## Passage shown

____

Patrick: I also just need to mention that this movie ends with a Body Count song, mostly because I’ve been listening almost exclusively to Body Count for the last several weeks. You know what movie doesn’t end with a Body Count song? Surviving the Game. This despite the fact that Body Count has a song called “Surviving the Game.” I think they put that out after the movie was released, though.
Adam: That would be the easiest song to perform at karaoke. I applaud its directness and simplicity.
A few questions:
1. Do you prefer Universal Soldier: Regeneration or Universal Soldier: Day of Reckoning?
2. Now that the dust has settled, is Universal Soldier as good of a franchise as the Terminator series?
3. What is it about Jean-Claude Van Damme that appeals to you most? He’s my favorite action star and I know you’re a big fan too, so I’m curious. To me, he’s all the colors of the rainbow; like the complete human experience. I appreciate him in his element that much more because there are movies where he’s clearly struggling. I also love his YouTube workout videos. The exercises are fine, but his life advice is just wonderful. My favorite is if you have a big belly to build up your chest until it gets bigger than your belly. Something like that.
There’s nothing in the Universal Soldier franchise that really touches either The Terminator or T2, but there are three Universal Soldier movies I think are terrific and only two good Terminators (I like half of T3 and really like The Sarah Connor Chronicles, but I don’t know if we’re counting that here). Does that make it better?
Schwarzenegger and Van Damme are my two favorite action stars, and they both have a lot of important things in common. They’re both tremendously charismatic. They’re both interested in stretching themselves as actors. Most importantly, though, is that they both seem to really, really enjoy being movie stars. There is a sense of humor and a great sense of fun in everything they do (up to a certain point; both actors are kind of in a Sad Bastard phase as of late). They’re having so much fun on screen that it’s impossible not to have fun watching them even in something that’s otherwise not that great. Van Damme has made a lot of not-great movies, but I would watch him in anything in a heartbeat. There aren’t a ton of actors I can say that about with the same confidence.
Adam: Also opening this week in 1992 was Cool World and Prelude to a Kiss. I re-watched them and enjoyed both. It took me by complete surprise because I saw each of them on cable in 1993 and didn’t like either movie. I know Cool World isn’t good, but I was able to latch onto the Brad Pitt character as a through-line and watching it from that perspective instead of Kim Basinger or Gabriel Byrne helped. I re-listened to a bit of your podcast with Heath on the movie. You were not a fan, which I totally understand. Prelude to a Kiss really worked for me last weekend, too. It’s now in my schmoopy rotation. It’s such a bizarre premise for a romantic drama (it was sold as a romantic comedy, which might explain why I didn’t like it at first) and has good performances from Meg Ryan and especially Alec Baldwin. I was reminded of Return to Me in both its premise and Chicago neighborhood setting.
Patrick: I clearly need to see Prelude to a Kiss, which I used to want to see because it was a romance with Meg Ryan, though my desire to check it out has waned over the years. You’ve now sold me on it again. And I’m sure I would watch Cool World if it came on cable or something, because I’m incapable of learning my lesson with some movies.

____

## Stored data
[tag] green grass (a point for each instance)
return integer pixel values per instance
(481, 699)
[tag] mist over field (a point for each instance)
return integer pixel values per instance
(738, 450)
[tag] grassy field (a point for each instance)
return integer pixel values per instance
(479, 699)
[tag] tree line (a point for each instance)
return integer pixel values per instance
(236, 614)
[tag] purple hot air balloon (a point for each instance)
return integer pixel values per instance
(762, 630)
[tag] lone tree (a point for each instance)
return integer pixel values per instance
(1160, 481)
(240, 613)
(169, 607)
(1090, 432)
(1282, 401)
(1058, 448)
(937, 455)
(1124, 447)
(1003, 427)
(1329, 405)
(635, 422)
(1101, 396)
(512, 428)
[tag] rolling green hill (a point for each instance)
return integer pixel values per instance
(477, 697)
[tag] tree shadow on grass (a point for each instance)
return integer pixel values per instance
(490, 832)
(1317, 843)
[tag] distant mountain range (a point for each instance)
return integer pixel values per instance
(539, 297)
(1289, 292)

____

## What you have to do
Please transcribe the part of the movie conversation between "Patrick: I also" and "was released, though.", inclusive.

## Answer for the task
Patrick: I also just need to mention that this movie ends with a Body Count song, mostly because I’ve been listening almost exclusively to Body Count for the last several weeks. You know what movie doesn’t end with a Body Count song? Surviving the Game. This despite the fact that Body Count has a song called “Surviving the Game.” I think they put that out after the movie was released, though.